[BEGIN DATASET EXTRACT]
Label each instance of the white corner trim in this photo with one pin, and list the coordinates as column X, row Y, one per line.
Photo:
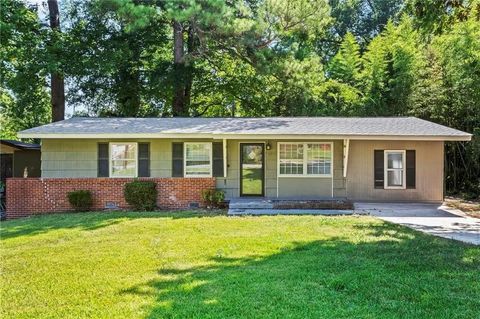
column 225, row 162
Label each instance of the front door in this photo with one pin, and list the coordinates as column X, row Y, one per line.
column 251, row 169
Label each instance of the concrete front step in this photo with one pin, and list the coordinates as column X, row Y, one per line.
column 259, row 212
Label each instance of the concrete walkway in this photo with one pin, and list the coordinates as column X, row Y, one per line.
column 428, row 218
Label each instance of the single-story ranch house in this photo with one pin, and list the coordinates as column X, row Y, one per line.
column 361, row 159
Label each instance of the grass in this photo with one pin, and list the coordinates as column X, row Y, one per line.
column 469, row 207
column 191, row 265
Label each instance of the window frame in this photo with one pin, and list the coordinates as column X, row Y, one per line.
column 305, row 160
column 386, row 169
column 110, row 166
column 185, row 160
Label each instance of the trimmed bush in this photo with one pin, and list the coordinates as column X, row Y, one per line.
column 80, row 200
column 213, row 197
column 141, row 195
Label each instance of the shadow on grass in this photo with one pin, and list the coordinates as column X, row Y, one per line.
column 405, row 275
column 87, row 221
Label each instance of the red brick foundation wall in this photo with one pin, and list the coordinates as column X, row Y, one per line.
column 32, row 196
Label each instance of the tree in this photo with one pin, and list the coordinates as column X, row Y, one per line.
column 346, row 64
column 23, row 96
column 57, row 85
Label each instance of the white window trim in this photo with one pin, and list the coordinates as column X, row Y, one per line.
column 305, row 160
column 110, row 159
column 386, row 169
column 185, row 160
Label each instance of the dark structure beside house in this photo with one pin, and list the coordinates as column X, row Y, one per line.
column 315, row 158
column 19, row 159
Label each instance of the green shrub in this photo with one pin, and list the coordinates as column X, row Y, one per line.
column 213, row 197
column 80, row 200
column 141, row 195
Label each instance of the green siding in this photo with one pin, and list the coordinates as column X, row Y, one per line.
column 78, row 158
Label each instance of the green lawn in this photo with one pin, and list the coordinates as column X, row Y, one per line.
column 185, row 265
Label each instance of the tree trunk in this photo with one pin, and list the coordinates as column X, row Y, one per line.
column 179, row 103
column 57, row 84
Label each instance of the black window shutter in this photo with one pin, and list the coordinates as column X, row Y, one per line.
column 217, row 161
column 379, row 169
column 103, row 160
column 410, row 161
column 177, row 159
column 143, row 159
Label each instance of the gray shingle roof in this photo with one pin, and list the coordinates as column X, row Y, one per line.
column 218, row 127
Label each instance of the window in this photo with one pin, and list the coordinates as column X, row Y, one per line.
column 198, row 159
column 123, row 159
column 395, row 169
column 305, row 159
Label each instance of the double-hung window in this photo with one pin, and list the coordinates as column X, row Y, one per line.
column 198, row 159
column 305, row 159
column 395, row 169
column 123, row 159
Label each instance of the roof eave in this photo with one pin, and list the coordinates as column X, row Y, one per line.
column 24, row 134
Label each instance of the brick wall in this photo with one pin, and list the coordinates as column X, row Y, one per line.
column 30, row 196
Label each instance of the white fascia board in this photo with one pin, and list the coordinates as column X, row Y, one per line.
column 466, row 137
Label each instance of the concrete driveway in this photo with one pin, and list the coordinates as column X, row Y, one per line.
column 428, row 218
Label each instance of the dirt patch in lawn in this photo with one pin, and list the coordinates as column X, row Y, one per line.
column 469, row 207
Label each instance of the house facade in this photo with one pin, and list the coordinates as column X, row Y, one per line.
column 361, row 159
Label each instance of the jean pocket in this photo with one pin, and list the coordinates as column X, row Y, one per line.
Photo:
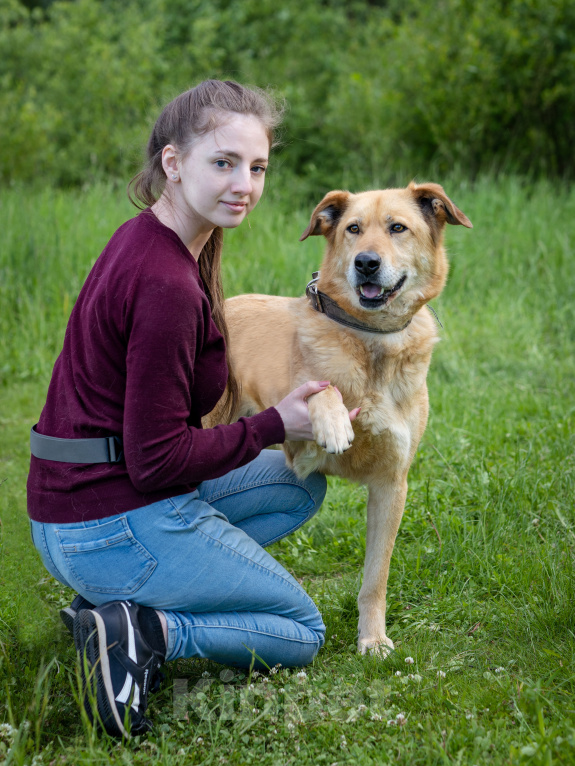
column 106, row 558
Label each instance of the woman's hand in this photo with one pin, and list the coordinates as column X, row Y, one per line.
column 295, row 414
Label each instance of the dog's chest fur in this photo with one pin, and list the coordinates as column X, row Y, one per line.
column 385, row 376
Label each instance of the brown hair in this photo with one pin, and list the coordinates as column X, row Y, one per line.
column 192, row 114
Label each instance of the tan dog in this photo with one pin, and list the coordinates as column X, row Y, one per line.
column 383, row 262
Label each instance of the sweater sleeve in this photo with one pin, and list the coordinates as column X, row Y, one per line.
column 166, row 329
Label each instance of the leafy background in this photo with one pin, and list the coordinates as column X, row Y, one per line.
column 377, row 87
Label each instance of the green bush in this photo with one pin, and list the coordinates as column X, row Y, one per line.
column 375, row 89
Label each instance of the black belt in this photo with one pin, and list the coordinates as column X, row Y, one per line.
column 103, row 450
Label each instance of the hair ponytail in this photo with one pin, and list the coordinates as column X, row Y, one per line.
column 192, row 114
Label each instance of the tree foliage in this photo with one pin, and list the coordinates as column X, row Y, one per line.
column 373, row 86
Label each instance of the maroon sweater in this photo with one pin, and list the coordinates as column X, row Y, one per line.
column 142, row 358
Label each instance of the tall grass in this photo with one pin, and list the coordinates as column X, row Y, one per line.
column 481, row 583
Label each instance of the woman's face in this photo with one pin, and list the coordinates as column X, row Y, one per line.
column 221, row 178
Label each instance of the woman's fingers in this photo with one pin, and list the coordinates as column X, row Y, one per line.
column 354, row 413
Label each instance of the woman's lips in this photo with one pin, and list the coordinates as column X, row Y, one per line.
column 236, row 207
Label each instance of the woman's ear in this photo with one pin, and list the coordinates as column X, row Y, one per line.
column 170, row 162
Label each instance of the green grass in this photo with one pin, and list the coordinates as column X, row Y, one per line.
column 481, row 584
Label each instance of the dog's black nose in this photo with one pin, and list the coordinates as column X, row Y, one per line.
column 367, row 263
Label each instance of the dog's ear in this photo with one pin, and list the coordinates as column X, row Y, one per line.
column 325, row 217
column 436, row 205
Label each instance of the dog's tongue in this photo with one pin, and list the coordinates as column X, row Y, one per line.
column 371, row 291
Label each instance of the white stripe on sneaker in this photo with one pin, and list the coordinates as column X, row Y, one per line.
column 126, row 690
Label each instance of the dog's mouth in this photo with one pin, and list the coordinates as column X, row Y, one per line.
column 373, row 296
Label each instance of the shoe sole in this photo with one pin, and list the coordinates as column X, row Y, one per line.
column 90, row 637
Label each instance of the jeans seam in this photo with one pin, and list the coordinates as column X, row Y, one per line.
column 248, row 630
column 253, row 485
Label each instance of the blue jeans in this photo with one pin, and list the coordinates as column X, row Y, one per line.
column 199, row 559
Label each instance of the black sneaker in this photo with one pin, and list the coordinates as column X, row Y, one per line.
column 68, row 613
column 117, row 666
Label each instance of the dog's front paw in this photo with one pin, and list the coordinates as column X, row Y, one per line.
column 334, row 434
column 380, row 646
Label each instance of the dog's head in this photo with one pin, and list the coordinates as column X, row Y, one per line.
column 385, row 248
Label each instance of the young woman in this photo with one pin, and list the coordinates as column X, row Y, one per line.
column 158, row 524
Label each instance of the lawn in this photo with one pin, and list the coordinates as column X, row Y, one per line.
column 481, row 593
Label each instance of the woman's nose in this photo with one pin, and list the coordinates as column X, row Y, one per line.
column 242, row 183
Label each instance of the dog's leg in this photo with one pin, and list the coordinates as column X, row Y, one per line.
column 384, row 511
column 330, row 421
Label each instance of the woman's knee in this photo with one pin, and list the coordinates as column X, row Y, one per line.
column 316, row 485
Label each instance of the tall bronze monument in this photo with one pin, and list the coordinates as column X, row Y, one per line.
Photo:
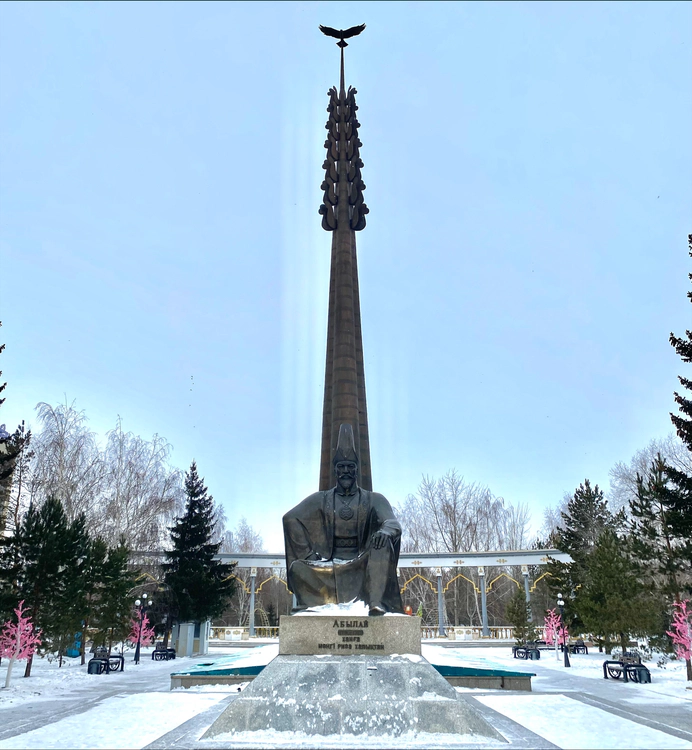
column 343, row 213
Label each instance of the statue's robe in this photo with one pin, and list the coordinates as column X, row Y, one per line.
column 321, row 572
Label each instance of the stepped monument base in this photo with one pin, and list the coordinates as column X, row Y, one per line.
column 392, row 693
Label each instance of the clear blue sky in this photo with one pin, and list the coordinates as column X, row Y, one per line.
column 528, row 175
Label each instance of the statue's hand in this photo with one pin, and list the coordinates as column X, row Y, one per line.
column 381, row 538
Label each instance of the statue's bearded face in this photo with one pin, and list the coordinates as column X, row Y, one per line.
column 346, row 472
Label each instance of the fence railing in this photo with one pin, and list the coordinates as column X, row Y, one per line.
column 456, row 632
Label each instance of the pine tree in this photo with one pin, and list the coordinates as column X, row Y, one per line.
column 612, row 602
column 518, row 614
column 50, row 553
column 680, row 482
column 201, row 583
column 659, row 531
column 586, row 518
column 11, row 448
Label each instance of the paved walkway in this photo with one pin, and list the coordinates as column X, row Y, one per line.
column 650, row 708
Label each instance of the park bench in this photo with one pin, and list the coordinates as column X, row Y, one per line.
column 529, row 651
column 102, row 662
column 161, row 653
column 629, row 667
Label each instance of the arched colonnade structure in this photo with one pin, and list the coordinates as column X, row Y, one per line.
column 410, row 565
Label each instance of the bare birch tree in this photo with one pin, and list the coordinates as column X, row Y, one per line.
column 67, row 461
column 143, row 494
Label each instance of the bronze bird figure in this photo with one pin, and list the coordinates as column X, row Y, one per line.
column 342, row 34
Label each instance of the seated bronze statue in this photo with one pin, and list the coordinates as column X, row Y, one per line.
column 343, row 544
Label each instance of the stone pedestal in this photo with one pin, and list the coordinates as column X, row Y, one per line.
column 352, row 695
column 349, row 635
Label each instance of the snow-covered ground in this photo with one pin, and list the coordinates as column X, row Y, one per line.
column 572, row 708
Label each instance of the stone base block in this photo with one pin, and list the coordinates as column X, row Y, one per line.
column 349, row 636
column 351, row 695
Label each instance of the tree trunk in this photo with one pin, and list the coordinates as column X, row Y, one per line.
column 13, row 658
column 10, row 664
column 82, row 647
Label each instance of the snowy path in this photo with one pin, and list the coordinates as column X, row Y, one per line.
column 571, row 708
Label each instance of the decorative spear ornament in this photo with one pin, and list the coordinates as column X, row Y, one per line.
column 343, row 163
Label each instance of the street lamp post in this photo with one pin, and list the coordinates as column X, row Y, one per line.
column 141, row 606
column 565, row 647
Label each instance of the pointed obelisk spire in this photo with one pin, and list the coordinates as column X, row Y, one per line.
column 343, row 213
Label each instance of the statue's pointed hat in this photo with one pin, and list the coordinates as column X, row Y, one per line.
column 345, row 447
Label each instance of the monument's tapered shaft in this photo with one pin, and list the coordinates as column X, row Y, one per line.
column 343, row 213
[END DATASET EXTRACT]
**PROMPT**
Return the lines of the data word for word, starting at the line that contains "Label each instance of the monument's" and continuing through the end of the data.

**RESPONSE TO THE EXERCISE**
Label each instance of the monument's tapered shaft in this photo with one pin, and list the coordinates as column X, row Y, one per line.
column 343, row 213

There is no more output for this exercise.